(Records from a data collection)
## Start
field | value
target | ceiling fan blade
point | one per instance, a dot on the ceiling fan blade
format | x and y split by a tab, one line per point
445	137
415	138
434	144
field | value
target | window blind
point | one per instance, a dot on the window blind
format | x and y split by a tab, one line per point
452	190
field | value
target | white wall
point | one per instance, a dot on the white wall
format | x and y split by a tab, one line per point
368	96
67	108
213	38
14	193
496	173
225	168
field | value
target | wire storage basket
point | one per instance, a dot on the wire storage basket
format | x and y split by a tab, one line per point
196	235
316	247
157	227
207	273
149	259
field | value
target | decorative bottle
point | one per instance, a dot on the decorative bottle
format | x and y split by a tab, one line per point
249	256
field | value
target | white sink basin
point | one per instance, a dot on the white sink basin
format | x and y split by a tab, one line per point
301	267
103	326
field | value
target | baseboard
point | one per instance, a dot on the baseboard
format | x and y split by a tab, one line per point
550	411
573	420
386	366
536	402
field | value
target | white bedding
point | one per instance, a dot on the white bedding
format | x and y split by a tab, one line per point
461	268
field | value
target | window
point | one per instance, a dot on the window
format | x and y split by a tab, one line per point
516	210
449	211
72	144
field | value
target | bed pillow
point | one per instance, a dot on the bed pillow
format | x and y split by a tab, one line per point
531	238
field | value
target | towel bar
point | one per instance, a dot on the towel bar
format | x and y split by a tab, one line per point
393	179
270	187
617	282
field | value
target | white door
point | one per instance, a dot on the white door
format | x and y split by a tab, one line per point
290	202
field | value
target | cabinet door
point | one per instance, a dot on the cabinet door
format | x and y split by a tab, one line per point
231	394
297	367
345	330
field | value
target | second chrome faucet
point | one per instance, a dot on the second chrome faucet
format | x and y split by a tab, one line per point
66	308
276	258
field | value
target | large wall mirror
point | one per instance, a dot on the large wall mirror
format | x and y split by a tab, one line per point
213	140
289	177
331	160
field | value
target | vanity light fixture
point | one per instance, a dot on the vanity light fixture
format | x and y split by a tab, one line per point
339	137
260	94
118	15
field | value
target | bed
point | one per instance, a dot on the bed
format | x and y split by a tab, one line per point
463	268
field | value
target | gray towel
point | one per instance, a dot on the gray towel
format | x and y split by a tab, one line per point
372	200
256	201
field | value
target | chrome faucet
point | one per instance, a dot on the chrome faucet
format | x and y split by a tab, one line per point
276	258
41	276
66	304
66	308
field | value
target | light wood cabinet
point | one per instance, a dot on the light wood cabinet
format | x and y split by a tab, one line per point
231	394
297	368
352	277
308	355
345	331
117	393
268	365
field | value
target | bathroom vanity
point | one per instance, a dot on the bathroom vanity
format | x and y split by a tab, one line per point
## End
## WHAT YOU HAVE TO DO
Gather every line of the entries above that contains the word "fixture". Case counts.

## EXERCISE OUTPUT
target | vanity light fixture
point | one per instance, a dot on the vanity light fixture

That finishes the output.